PROBLEM REQUIREMENTS: Using the listing below, set down each line from the line containing "like (65, 156)." through the line containing "like (291, 14).", both ends included, exactly and with nothing added.

Segment Start: DATA SHOWN

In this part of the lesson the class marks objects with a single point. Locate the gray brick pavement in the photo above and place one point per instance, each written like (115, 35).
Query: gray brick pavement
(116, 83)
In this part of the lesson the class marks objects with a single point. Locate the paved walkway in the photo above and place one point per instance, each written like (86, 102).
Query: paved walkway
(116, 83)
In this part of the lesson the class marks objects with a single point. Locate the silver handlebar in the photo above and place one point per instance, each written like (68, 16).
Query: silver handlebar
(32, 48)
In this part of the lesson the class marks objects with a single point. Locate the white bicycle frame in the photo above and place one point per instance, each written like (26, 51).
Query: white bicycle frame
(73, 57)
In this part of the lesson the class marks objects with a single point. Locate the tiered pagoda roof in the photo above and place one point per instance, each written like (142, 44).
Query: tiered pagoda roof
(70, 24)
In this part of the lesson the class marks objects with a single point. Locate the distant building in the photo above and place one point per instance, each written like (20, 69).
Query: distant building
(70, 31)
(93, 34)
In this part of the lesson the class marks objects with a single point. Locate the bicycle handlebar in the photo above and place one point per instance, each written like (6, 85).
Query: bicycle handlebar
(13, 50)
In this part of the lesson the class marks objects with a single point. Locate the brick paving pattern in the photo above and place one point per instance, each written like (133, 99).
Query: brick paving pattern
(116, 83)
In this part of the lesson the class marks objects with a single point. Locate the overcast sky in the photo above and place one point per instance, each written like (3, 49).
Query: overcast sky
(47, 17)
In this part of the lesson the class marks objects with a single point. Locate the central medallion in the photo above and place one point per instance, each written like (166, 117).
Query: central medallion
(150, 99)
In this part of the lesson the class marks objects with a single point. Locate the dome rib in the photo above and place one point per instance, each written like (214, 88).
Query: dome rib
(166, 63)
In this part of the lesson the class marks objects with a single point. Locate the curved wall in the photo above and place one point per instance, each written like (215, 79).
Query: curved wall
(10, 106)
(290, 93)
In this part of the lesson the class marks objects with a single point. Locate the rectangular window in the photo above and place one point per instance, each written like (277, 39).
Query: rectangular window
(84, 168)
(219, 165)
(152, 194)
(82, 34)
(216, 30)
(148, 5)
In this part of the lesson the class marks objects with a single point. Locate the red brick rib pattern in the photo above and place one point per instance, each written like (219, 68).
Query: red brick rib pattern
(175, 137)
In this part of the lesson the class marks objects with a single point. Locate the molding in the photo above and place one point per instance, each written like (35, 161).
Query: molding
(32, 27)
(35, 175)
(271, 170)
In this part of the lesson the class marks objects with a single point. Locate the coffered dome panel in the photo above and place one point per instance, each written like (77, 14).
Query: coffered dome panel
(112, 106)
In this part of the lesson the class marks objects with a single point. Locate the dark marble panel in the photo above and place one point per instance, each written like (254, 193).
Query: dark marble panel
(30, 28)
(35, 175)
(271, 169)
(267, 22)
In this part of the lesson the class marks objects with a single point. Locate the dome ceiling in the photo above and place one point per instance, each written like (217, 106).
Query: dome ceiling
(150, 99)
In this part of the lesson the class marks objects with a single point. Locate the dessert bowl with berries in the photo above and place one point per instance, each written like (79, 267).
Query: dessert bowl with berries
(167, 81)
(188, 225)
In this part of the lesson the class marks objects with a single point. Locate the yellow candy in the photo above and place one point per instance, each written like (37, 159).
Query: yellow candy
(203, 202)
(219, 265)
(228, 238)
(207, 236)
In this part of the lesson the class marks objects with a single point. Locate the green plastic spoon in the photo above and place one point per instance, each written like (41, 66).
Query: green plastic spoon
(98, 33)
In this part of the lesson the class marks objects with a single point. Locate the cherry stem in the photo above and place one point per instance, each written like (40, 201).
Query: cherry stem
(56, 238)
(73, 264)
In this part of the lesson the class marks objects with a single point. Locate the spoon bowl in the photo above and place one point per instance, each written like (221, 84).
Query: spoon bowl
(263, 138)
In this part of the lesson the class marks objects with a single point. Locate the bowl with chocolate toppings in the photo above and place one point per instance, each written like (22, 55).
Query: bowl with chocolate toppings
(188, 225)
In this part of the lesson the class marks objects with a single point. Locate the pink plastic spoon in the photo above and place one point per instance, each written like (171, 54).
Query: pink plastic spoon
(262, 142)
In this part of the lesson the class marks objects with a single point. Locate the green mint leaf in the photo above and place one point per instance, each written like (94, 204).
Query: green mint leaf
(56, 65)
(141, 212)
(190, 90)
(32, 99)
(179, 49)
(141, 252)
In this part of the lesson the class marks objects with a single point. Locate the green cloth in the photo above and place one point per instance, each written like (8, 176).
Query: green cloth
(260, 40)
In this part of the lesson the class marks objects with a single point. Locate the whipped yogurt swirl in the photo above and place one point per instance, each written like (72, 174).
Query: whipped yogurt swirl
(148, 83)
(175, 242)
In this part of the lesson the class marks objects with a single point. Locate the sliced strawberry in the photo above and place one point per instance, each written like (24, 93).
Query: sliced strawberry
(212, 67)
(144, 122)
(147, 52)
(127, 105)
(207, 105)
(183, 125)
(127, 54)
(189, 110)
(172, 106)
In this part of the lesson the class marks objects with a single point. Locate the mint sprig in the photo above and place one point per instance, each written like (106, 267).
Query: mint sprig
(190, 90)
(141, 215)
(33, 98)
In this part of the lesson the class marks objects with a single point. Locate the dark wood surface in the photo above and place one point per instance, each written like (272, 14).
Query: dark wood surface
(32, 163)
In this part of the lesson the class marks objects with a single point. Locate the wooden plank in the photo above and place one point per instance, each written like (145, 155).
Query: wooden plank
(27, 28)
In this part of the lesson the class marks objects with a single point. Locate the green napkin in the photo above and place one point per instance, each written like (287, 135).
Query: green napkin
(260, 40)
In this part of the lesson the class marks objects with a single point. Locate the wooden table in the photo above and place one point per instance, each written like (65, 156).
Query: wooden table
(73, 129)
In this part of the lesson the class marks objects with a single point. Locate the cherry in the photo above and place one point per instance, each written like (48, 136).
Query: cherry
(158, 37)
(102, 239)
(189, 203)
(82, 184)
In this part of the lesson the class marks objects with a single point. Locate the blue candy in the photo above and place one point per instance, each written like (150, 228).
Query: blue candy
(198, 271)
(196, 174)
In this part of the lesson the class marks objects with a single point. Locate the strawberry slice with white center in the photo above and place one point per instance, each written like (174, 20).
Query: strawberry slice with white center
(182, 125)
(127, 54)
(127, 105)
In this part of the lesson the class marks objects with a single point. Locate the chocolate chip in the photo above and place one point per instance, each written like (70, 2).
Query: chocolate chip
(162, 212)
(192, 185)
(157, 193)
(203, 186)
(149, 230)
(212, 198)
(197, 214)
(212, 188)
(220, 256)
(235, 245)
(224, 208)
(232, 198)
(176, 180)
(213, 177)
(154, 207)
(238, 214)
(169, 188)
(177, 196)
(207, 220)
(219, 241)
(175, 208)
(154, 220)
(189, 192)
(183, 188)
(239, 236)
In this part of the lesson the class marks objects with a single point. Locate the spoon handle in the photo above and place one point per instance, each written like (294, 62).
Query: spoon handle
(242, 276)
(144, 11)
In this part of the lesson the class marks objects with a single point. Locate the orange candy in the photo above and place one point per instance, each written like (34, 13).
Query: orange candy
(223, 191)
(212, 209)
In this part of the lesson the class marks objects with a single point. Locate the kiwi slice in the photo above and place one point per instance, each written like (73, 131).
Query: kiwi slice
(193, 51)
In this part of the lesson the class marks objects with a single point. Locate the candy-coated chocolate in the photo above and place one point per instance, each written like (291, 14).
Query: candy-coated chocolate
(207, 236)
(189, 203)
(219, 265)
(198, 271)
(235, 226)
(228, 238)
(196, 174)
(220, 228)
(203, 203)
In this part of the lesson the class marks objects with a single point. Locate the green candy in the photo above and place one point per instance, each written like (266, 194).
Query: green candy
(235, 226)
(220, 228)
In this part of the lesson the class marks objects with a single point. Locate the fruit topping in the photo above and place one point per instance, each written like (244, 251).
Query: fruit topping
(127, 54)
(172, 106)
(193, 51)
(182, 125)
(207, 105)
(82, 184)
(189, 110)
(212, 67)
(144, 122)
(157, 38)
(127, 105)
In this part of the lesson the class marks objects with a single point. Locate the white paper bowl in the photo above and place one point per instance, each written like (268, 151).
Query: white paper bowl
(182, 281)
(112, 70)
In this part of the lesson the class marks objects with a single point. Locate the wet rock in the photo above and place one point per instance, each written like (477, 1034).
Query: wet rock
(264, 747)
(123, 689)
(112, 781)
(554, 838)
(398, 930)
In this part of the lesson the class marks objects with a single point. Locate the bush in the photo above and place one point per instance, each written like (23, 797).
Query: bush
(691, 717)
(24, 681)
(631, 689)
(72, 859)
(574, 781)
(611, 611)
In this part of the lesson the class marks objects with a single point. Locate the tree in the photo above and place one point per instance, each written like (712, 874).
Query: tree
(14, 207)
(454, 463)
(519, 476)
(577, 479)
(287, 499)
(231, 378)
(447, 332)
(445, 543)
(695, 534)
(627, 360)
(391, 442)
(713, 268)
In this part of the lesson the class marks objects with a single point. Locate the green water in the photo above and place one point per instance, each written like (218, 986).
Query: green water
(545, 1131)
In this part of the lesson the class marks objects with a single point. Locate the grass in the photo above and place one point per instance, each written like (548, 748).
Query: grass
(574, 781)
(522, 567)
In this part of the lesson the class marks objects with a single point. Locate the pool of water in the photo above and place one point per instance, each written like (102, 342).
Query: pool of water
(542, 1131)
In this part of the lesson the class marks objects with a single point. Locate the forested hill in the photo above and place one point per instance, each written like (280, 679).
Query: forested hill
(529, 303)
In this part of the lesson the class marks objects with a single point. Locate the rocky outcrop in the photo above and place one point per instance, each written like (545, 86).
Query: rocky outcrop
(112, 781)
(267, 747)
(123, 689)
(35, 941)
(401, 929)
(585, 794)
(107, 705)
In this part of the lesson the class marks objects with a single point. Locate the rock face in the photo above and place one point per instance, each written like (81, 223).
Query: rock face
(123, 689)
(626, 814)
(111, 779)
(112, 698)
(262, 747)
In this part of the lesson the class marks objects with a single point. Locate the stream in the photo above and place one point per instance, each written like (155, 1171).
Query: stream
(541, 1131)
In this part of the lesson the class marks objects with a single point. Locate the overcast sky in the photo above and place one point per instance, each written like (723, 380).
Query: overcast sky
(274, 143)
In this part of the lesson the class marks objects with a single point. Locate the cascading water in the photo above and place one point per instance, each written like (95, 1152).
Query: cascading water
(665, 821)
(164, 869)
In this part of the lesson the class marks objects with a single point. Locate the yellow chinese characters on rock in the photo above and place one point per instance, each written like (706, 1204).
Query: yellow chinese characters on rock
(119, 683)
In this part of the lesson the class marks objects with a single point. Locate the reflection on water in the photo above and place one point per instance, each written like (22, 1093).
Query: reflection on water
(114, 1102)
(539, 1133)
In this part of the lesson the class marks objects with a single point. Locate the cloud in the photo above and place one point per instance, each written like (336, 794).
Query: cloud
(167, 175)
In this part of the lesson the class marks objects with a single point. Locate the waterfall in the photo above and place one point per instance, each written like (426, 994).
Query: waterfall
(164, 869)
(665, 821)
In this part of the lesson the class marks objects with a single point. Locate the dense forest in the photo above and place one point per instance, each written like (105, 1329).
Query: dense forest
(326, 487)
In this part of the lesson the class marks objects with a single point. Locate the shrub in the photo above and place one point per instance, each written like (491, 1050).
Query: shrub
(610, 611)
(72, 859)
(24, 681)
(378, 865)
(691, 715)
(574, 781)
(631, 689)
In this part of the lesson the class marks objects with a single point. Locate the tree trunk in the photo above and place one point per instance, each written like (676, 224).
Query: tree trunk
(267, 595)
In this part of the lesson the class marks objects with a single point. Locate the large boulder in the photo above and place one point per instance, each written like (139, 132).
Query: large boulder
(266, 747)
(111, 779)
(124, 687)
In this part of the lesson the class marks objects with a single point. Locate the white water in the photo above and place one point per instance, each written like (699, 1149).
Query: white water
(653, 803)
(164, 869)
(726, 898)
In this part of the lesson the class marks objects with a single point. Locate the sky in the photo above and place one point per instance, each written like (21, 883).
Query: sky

Segment End: DATA SHOWN

SOLUTION TO THE EXERCISE:
In this part of the lesson the class marks objects with a single point. Locate the wooden table in the photo above and place one point per instance, each written like (65, 156).
Query: wooden table
(73, 129)
In this part of the lesson the class marks objects with a single point. Locate the cherry in the photo above and place one point per instance, each written like (48, 136).
Query: cherry
(158, 37)
(102, 239)
(189, 203)
(82, 184)
In this part of the lesson the class marks objects with a single point. Locate the blue candy in the photo above and place one point per instance, each written like (150, 228).
Query: blue candy
(198, 271)
(196, 174)
In this part of the lesson the class marks objects with a single point. Locate the strawberry slice with white center in the photo above and place one point per instance, each written like (174, 20).
Query: strawberry slice with white center
(182, 125)
(127, 54)
(127, 105)
In this part of the lesson the class marks objects with a single point. Locate the chocolate chip in the photo above and place one point per instance, each written like (70, 2).
Query: chocolate chip
(162, 212)
(192, 185)
(157, 193)
(203, 186)
(149, 230)
(212, 198)
(197, 214)
(212, 188)
(220, 256)
(235, 245)
(224, 208)
(232, 198)
(176, 180)
(213, 177)
(154, 207)
(238, 214)
(169, 188)
(177, 196)
(207, 220)
(219, 241)
(175, 208)
(154, 220)
(189, 192)
(183, 188)
(239, 236)
In this part of the lesson the class marks objects with a single point. Locate the spoon handle in the photo above and place one point per instance, each written like (294, 62).
Query: spoon handle
(242, 276)
(144, 11)
In this part of the lesson the class marks objects with a single point. Locate the orange candy in the photo above and place one point per instance, each written like (34, 13).
Query: orange candy
(223, 191)
(212, 209)
In this part of the lesson the class marks objects with a single point. Locate the kiwi slice in the photo above and place one point per instance, each written like (73, 131).
Query: kiwi slice
(193, 51)
In this part of the lesson the class marks objects with a single point. Locate the candy-coated chocolate in the photo above and place one point per instance, each written like (291, 14).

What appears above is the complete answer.